[Excerpts of pointing data]
----------------

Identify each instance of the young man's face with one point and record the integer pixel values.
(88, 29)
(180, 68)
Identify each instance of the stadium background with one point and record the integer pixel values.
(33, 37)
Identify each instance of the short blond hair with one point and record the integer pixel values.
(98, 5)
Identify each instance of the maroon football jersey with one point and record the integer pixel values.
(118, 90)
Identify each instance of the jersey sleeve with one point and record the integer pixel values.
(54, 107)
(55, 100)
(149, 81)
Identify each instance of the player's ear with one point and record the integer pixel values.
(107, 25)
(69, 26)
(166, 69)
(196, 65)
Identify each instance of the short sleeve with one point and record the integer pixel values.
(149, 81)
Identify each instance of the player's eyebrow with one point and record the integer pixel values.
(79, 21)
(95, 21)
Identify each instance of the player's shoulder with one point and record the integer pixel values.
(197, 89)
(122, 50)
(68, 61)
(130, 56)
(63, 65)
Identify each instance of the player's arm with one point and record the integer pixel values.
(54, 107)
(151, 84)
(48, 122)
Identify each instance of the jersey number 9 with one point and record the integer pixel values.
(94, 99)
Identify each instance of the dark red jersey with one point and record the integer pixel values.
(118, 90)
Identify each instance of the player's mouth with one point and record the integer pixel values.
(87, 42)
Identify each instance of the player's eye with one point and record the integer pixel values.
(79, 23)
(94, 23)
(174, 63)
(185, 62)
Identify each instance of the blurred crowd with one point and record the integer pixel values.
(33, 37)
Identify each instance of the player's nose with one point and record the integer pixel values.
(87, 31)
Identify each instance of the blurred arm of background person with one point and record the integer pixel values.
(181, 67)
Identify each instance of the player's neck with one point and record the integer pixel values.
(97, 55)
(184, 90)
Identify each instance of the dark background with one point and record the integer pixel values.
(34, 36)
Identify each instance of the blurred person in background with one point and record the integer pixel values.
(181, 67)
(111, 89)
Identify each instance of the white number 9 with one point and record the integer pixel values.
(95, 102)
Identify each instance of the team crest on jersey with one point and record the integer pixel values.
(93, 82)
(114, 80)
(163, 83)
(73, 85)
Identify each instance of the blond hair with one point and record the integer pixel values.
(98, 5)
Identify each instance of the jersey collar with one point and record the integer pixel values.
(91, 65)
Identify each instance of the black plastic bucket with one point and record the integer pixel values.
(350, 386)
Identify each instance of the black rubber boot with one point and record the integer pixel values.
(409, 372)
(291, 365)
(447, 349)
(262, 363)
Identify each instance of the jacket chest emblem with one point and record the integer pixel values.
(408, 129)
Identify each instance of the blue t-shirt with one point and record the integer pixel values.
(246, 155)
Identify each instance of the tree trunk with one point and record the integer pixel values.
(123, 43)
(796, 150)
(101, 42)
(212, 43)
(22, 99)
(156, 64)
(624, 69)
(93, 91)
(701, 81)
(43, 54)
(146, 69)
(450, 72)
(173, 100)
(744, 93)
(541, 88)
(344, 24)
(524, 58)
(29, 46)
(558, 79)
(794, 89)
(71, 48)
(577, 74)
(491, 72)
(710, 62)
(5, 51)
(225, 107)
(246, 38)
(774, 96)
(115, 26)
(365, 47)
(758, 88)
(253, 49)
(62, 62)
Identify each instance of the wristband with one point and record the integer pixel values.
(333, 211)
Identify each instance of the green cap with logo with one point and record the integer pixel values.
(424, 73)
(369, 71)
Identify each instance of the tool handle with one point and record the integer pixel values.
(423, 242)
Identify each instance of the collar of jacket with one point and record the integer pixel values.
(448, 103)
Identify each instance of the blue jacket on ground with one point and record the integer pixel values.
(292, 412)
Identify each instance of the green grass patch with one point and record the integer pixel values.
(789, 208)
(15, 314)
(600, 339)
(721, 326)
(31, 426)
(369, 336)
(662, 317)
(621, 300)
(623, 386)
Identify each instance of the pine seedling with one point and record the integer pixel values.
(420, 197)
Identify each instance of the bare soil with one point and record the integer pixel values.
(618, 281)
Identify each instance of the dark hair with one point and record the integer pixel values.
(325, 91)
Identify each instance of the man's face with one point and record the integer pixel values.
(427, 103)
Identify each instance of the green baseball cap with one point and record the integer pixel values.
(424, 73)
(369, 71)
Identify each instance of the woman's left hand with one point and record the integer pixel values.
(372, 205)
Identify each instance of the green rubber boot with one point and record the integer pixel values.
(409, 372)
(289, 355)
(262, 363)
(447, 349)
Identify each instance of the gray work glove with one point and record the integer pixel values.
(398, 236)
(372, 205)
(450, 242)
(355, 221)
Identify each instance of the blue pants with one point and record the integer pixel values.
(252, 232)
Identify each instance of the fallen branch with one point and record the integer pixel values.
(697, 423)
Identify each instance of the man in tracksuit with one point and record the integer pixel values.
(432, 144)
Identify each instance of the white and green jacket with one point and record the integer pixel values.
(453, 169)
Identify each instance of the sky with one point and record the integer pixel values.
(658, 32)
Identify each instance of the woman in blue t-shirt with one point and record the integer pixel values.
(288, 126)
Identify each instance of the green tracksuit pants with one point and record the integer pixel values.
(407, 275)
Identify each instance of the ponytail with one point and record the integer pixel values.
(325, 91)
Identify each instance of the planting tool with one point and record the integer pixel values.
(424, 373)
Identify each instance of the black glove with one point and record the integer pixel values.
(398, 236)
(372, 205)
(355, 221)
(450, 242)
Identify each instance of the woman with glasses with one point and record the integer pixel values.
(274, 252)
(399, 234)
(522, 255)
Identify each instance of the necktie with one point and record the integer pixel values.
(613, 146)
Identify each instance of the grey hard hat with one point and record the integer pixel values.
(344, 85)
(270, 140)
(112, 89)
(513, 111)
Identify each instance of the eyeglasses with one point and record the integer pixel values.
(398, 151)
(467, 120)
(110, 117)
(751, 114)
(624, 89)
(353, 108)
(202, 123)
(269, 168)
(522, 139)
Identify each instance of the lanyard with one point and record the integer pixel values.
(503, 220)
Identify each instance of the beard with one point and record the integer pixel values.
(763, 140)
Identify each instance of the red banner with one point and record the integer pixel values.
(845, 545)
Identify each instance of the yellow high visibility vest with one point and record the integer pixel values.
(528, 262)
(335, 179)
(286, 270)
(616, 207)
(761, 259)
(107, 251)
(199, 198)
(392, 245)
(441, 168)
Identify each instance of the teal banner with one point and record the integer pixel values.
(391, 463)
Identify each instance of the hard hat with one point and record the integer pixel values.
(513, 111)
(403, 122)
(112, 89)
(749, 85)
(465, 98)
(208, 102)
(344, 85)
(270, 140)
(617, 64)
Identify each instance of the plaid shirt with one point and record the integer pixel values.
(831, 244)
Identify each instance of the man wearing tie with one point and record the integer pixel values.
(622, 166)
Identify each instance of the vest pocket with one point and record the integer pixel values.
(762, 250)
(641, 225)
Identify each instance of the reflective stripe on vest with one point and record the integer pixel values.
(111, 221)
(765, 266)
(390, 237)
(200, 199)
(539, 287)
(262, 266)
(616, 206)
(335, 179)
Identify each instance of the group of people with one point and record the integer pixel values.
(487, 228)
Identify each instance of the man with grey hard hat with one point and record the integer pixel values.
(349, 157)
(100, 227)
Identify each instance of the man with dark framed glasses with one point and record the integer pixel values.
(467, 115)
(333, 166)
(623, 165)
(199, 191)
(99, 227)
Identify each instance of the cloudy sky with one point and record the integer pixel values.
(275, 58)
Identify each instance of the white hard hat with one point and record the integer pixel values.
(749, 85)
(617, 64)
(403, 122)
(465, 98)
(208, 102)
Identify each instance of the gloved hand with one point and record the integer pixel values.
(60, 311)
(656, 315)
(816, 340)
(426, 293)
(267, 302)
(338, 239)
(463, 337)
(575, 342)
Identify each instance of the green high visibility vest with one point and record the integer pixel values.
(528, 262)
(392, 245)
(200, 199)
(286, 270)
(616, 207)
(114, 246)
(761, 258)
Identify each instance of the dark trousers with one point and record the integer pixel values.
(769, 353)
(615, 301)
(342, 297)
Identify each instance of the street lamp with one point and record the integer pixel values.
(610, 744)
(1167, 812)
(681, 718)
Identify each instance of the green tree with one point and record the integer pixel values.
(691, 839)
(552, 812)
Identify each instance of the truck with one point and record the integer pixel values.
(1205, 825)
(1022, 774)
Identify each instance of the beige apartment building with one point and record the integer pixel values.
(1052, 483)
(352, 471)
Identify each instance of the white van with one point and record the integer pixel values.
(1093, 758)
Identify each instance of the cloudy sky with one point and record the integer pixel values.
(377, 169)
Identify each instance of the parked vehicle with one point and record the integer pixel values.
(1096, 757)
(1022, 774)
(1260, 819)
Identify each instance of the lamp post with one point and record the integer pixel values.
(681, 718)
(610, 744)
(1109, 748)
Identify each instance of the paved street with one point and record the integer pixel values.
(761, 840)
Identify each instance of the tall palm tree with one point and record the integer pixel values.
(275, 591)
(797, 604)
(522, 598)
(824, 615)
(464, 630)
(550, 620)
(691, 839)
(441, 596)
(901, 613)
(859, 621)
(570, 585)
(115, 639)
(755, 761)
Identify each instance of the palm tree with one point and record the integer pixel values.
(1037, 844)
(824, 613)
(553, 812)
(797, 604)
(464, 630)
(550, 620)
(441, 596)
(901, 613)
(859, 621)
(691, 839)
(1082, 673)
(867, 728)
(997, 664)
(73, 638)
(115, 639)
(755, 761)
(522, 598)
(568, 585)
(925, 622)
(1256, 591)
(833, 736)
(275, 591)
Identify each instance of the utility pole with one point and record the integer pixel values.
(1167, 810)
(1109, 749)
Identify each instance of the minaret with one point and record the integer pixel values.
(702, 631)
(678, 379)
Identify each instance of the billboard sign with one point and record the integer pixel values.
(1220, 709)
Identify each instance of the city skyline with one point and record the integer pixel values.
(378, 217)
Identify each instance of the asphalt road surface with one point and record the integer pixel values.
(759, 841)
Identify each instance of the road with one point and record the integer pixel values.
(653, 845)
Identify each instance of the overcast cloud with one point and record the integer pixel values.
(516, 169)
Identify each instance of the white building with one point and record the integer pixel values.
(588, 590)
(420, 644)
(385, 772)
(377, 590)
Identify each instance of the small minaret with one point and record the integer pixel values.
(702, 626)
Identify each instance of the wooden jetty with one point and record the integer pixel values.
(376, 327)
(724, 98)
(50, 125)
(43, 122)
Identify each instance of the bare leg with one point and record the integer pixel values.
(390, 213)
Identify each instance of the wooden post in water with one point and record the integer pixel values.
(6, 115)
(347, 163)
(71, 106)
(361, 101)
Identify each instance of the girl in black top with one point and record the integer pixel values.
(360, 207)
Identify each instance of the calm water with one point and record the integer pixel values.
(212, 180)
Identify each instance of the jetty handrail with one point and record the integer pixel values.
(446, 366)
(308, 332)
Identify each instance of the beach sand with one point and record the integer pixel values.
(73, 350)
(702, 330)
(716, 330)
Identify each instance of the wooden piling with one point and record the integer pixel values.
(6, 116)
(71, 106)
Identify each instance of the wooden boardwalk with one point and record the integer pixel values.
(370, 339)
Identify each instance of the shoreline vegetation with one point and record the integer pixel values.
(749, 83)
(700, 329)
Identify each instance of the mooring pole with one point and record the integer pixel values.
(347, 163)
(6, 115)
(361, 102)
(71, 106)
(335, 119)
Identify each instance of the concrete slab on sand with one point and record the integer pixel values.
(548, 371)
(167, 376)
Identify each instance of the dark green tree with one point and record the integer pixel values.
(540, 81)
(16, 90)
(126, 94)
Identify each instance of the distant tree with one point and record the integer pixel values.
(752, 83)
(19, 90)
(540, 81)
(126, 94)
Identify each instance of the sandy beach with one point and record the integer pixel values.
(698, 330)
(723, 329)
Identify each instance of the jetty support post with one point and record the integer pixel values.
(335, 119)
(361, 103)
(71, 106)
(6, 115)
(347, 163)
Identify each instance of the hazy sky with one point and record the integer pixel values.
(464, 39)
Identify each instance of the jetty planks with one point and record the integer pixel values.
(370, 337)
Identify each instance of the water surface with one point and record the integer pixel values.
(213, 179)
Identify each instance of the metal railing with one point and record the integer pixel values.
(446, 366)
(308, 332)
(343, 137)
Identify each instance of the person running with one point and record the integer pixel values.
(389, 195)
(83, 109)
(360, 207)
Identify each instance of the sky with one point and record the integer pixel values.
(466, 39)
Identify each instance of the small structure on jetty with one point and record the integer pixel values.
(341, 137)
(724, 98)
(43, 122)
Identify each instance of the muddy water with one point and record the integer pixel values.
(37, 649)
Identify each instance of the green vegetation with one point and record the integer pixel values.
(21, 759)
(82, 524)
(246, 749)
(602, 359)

----------------

Repeat, exactly and only, the lines above from the one containing "Identify each instance of the metal" through the end of the material.

Identify each instance of the metal railing with one point and record the integer pixel values.
(446, 366)
(308, 332)
(343, 137)
Identify each instance of the person running with one point and record the integer pixel values.
(389, 195)
(83, 109)
(360, 207)
Identify each instance of the sky with one point and record the integer pixel values.
(466, 39)
Identify each instance of the small structure on jetty with one point and record the integer pixel values.
(341, 137)
(724, 98)
(43, 122)
Identify each instance of the muddy water with one point and record the integer pixel values.
(37, 649)
Identify each instance of the green vegetation with one point and record the integer pixel values.
(21, 759)
(82, 524)
(246, 749)
(602, 359)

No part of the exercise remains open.